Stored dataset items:
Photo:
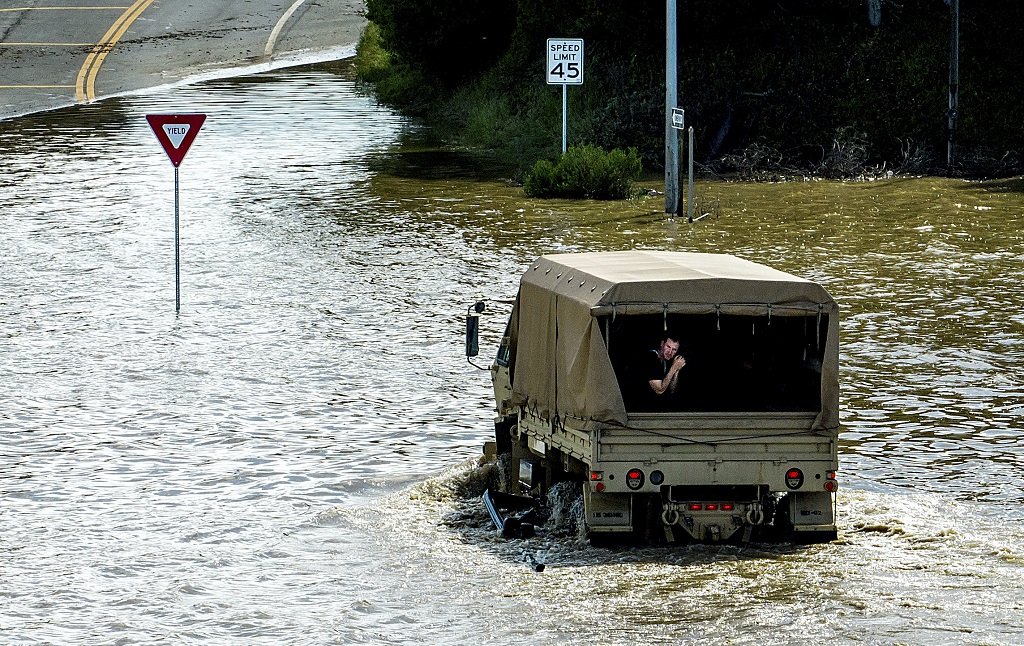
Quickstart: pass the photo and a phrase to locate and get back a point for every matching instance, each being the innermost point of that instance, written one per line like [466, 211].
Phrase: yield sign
[175, 133]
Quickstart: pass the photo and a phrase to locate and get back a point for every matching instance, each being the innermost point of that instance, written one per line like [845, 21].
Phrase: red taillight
[794, 478]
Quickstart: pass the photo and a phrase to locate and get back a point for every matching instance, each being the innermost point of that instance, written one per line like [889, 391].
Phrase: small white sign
[564, 61]
[678, 118]
[176, 133]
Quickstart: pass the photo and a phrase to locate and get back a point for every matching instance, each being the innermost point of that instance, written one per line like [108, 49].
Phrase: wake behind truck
[744, 447]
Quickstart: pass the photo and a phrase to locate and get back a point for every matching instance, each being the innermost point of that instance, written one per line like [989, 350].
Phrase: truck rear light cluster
[794, 478]
[711, 507]
[634, 478]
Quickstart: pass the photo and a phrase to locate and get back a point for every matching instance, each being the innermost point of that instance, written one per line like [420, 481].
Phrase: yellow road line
[11, 10]
[45, 44]
[85, 84]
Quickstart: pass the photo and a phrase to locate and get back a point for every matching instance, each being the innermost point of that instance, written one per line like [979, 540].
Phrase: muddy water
[291, 459]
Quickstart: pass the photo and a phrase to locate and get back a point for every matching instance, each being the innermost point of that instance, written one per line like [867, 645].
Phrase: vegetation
[586, 171]
[792, 86]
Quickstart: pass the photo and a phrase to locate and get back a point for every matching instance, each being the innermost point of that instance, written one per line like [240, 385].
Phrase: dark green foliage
[586, 171]
[813, 81]
[448, 41]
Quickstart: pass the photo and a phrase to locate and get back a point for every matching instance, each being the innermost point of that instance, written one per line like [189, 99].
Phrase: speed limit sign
[564, 61]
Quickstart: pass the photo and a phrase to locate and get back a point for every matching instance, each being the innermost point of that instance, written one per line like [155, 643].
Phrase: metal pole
[689, 191]
[671, 97]
[953, 81]
[177, 263]
[565, 103]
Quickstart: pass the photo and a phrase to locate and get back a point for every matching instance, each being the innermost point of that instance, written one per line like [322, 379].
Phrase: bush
[586, 172]
[372, 60]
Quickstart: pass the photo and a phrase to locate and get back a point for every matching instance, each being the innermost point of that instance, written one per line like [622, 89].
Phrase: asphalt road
[55, 53]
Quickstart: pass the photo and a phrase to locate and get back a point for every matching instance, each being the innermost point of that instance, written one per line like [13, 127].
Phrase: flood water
[291, 459]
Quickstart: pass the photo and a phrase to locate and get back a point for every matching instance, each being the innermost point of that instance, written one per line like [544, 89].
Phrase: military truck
[744, 446]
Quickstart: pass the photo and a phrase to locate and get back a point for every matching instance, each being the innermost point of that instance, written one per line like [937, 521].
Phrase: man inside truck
[659, 368]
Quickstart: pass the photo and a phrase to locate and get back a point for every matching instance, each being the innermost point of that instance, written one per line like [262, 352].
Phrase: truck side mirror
[473, 329]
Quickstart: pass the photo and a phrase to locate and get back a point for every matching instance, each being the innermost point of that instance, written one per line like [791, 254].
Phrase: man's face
[669, 349]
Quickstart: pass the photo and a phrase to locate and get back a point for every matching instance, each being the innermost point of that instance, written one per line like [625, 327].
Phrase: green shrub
[372, 60]
[586, 172]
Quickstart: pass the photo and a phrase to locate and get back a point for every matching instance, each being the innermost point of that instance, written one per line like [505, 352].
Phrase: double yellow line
[85, 85]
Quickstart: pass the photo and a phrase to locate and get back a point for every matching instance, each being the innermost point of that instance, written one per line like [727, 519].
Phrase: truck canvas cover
[561, 368]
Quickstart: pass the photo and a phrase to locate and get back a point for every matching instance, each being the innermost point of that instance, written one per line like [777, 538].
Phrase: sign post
[175, 133]
[564, 68]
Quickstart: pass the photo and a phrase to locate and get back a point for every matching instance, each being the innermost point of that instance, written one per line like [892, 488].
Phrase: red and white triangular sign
[175, 133]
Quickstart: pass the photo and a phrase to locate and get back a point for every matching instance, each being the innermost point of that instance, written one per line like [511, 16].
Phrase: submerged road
[54, 53]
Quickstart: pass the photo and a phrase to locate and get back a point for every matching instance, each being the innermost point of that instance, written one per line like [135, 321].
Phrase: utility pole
[671, 97]
[953, 82]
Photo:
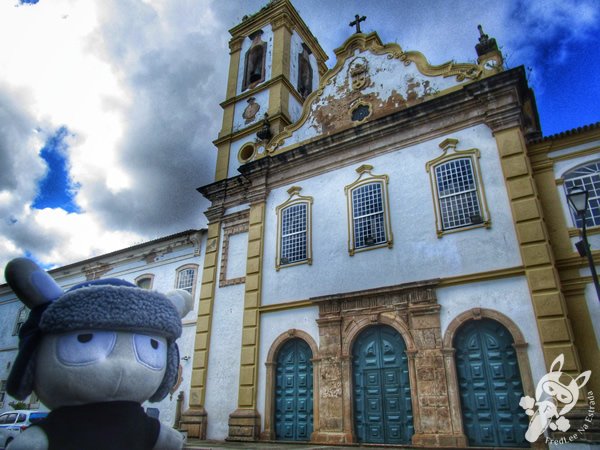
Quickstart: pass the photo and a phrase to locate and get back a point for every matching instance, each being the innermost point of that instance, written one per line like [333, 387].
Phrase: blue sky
[108, 109]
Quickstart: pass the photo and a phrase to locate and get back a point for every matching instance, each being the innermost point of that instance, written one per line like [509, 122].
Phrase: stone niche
[412, 310]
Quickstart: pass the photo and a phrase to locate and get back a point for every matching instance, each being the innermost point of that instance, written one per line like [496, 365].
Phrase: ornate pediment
[371, 80]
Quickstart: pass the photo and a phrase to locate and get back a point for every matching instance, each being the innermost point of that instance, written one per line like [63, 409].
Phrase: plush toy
[93, 354]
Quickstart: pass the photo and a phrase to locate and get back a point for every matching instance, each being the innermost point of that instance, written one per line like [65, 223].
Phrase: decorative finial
[486, 44]
[356, 22]
[265, 132]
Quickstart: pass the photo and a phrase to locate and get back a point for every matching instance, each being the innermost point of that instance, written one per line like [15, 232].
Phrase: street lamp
[578, 200]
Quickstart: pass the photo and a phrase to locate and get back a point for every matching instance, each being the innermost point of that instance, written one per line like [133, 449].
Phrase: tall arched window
[254, 62]
[588, 178]
[368, 211]
[457, 189]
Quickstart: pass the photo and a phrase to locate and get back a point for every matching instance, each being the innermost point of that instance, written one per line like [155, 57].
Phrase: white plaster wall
[417, 254]
[237, 255]
[225, 353]
[261, 99]
[224, 359]
[238, 208]
[272, 325]
[591, 297]
[267, 37]
[509, 296]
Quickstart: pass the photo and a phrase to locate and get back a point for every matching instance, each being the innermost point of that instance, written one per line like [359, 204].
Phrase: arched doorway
[294, 391]
[382, 403]
[490, 385]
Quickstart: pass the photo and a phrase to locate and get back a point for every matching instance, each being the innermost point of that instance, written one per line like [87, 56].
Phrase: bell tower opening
[254, 65]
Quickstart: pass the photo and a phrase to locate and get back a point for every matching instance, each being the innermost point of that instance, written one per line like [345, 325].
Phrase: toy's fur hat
[108, 304]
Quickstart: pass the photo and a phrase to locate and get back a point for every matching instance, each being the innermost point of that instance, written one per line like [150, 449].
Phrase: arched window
[22, 316]
[588, 178]
[254, 63]
[368, 211]
[456, 184]
[293, 229]
[144, 281]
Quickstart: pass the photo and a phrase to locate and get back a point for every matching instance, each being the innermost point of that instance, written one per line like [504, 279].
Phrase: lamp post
[578, 200]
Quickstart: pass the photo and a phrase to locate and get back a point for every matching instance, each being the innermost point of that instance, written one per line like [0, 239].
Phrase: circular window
[246, 153]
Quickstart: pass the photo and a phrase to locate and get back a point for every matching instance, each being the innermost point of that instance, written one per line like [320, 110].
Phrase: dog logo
[550, 395]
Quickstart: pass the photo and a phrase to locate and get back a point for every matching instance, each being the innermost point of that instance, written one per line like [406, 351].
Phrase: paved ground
[206, 445]
[211, 445]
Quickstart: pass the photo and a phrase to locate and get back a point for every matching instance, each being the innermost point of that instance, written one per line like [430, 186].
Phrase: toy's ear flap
[181, 300]
[558, 361]
[32, 285]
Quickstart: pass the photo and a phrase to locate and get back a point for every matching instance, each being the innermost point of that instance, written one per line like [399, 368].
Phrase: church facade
[390, 255]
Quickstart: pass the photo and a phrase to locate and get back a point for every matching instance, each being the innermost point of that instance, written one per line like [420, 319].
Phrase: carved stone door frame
[412, 310]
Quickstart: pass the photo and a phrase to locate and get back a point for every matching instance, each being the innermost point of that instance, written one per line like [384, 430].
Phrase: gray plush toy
[93, 354]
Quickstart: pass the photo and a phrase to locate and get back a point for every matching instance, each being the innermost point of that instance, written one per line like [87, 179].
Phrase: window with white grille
[457, 194]
[586, 177]
[368, 215]
[293, 230]
[368, 211]
[293, 233]
[185, 279]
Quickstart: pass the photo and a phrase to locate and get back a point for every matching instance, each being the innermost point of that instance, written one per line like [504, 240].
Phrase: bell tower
[275, 64]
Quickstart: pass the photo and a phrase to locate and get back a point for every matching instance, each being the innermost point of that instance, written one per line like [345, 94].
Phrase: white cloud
[138, 85]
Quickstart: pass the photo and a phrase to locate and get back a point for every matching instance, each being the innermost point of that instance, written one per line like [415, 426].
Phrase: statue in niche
[249, 113]
[359, 71]
[254, 65]
[305, 73]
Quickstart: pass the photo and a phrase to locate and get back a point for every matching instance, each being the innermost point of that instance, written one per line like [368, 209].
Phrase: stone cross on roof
[357, 22]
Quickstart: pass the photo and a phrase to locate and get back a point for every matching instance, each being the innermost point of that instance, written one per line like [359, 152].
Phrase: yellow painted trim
[372, 43]
[286, 306]
[576, 232]
[294, 199]
[551, 312]
[450, 153]
[252, 298]
[242, 160]
[576, 154]
[204, 318]
[366, 177]
[482, 276]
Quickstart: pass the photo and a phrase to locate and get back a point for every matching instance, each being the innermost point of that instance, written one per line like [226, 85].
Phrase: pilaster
[549, 305]
[194, 420]
[244, 422]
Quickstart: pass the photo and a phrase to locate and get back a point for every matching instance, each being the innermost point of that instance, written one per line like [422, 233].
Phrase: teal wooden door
[490, 385]
[294, 392]
[382, 405]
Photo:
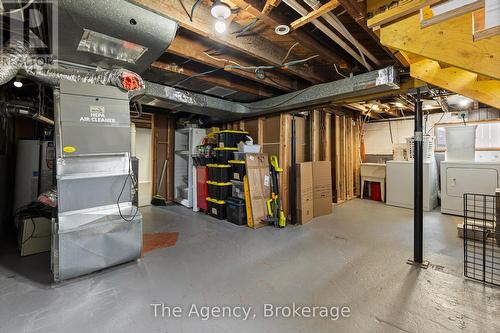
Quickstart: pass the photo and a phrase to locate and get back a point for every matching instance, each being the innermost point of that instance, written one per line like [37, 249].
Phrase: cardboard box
[322, 188]
[305, 204]
[259, 185]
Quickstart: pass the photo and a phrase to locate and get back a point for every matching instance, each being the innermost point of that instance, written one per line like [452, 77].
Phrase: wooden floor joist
[253, 45]
[197, 51]
[448, 42]
[484, 90]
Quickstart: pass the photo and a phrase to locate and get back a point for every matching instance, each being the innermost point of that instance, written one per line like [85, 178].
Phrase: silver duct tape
[94, 239]
[18, 58]
[53, 75]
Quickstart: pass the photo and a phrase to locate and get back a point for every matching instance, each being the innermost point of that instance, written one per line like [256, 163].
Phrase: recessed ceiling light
[282, 29]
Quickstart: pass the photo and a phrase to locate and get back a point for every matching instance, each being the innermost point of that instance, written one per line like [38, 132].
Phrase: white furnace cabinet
[400, 184]
[458, 178]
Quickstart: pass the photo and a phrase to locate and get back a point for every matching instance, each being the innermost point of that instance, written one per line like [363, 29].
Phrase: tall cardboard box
[322, 188]
[259, 186]
[304, 192]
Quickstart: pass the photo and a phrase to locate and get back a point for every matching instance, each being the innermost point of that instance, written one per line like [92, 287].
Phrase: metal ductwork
[101, 33]
[18, 59]
[381, 80]
[8, 109]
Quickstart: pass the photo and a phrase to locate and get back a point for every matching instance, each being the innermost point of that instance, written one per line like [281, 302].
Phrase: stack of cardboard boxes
[314, 190]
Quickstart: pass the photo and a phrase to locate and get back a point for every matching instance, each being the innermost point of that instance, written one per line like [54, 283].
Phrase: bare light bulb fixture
[220, 11]
[220, 26]
[18, 83]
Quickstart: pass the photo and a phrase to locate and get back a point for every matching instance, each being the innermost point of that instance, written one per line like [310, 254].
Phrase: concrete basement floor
[355, 257]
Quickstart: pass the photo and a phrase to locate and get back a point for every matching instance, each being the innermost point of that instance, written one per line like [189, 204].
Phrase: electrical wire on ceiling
[248, 27]
[195, 5]
[255, 68]
[337, 70]
[288, 53]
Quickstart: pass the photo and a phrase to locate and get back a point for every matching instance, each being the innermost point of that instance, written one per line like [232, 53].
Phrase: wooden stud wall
[347, 158]
[164, 134]
[322, 136]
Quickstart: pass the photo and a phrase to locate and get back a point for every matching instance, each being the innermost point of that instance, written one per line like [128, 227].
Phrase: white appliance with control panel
[400, 184]
[457, 178]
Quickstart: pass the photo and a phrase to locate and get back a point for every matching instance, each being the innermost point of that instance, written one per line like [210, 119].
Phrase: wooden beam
[269, 5]
[357, 10]
[327, 7]
[404, 87]
[274, 19]
[448, 42]
[296, 6]
[458, 80]
[431, 15]
[252, 45]
[392, 13]
[483, 29]
[195, 50]
[214, 78]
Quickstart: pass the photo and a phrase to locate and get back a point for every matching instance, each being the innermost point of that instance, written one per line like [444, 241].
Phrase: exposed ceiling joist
[269, 5]
[253, 45]
[327, 7]
[333, 20]
[435, 14]
[196, 51]
[214, 79]
[274, 19]
[392, 13]
[339, 41]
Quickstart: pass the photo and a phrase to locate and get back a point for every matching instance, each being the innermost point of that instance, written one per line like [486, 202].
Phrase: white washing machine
[457, 178]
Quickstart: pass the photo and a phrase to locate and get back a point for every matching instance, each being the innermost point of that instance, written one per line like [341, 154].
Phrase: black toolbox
[222, 155]
[236, 211]
[238, 169]
[219, 191]
[220, 173]
[230, 138]
[217, 208]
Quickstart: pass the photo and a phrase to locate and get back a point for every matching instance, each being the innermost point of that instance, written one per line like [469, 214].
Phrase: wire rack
[481, 238]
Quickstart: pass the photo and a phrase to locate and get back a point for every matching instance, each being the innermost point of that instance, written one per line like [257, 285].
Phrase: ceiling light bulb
[220, 26]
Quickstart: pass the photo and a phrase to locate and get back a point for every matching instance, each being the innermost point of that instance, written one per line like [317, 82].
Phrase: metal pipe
[418, 220]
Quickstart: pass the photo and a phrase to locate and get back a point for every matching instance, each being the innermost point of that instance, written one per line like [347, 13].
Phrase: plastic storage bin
[238, 169]
[220, 173]
[219, 191]
[217, 208]
[238, 190]
[236, 211]
[239, 156]
[230, 138]
[224, 154]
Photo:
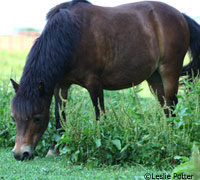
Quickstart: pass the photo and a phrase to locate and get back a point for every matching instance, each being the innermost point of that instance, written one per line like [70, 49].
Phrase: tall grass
[135, 130]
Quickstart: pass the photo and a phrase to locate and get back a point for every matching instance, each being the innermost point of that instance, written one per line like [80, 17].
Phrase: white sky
[16, 14]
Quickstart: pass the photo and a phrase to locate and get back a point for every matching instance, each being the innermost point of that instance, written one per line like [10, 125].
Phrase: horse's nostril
[26, 155]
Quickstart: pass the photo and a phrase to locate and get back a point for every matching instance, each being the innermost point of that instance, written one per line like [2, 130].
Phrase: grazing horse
[99, 48]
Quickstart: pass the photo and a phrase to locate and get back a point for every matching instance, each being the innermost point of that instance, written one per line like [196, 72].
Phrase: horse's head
[31, 117]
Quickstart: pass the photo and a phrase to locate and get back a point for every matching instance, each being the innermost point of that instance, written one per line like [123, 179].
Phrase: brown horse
[99, 48]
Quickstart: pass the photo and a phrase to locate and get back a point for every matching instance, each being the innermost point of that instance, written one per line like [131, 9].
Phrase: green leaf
[117, 143]
[98, 142]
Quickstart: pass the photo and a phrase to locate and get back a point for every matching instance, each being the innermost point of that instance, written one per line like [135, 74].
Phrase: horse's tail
[194, 48]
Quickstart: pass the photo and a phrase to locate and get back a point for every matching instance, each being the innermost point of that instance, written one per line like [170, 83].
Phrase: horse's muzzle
[26, 153]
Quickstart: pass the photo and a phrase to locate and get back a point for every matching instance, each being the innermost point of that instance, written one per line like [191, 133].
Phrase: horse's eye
[36, 120]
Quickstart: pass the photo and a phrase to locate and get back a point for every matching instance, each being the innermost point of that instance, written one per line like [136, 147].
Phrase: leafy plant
[190, 166]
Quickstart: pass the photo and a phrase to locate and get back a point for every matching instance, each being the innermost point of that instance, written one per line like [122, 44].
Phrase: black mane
[48, 60]
[66, 5]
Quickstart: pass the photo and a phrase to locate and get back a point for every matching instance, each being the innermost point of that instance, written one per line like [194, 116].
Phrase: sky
[17, 14]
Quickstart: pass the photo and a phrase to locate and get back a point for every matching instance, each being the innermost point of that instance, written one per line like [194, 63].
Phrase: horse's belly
[122, 80]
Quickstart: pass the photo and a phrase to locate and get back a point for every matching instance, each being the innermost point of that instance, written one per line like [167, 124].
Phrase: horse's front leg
[63, 91]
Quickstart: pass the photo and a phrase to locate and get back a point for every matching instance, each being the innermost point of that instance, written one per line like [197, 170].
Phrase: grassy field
[135, 138]
[56, 168]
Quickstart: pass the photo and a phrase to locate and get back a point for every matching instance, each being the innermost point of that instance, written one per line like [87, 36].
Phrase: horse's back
[124, 45]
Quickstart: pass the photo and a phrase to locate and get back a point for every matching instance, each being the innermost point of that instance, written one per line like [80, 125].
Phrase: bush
[135, 130]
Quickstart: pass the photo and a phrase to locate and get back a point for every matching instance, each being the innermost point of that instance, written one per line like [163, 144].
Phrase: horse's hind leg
[58, 103]
[165, 85]
[155, 83]
[170, 77]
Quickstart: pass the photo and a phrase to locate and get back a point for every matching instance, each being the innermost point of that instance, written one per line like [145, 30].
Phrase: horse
[99, 48]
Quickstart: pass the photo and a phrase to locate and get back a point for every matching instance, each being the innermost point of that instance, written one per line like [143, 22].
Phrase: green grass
[58, 168]
[135, 133]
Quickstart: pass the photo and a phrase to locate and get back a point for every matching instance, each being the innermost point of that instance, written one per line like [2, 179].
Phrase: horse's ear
[15, 85]
[41, 89]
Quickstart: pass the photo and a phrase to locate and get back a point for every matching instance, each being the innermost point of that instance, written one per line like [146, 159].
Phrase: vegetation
[57, 168]
[135, 131]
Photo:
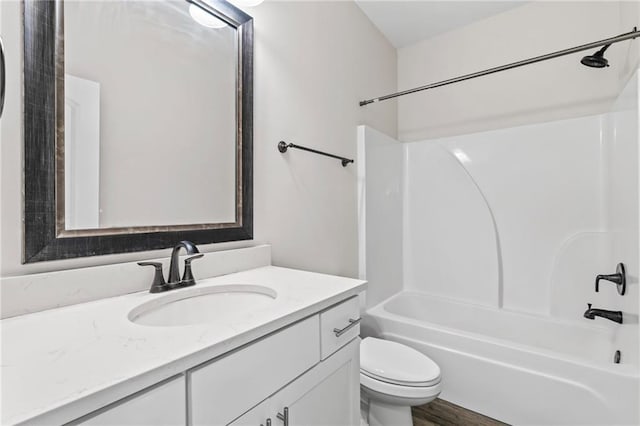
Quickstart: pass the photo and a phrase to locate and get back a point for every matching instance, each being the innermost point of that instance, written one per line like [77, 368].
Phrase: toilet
[393, 378]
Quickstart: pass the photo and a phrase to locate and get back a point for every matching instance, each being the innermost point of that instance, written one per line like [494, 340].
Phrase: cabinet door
[257, 416]
[327, 395]
[164, 404]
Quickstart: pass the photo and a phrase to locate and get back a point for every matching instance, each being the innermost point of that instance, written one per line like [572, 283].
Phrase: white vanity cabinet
[305, 374]
[160, 405]
[325, 393]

PROBLEM:
Locate "like [494, 340]." in the data above. Then repeat, exactly, its line and each line after it through the last, adding nothing.

RESPONSE:
Quickstart: pass the photo and a phrase to locate and get back a point for every matching instance, each being the innermost point of that instance, written one per line like [494, 340].
Phrase: cabinet door
[257, 416]
[327, 395]
[164, 404]
Quickstart: pass the photo and a phrase to locate and get back a point for every matching instance, each being the innermost point of that instance, written one per line like [572, 283].
Phrase: white vanity cabinet
[305, 374]
[160, 405]
[325, 393]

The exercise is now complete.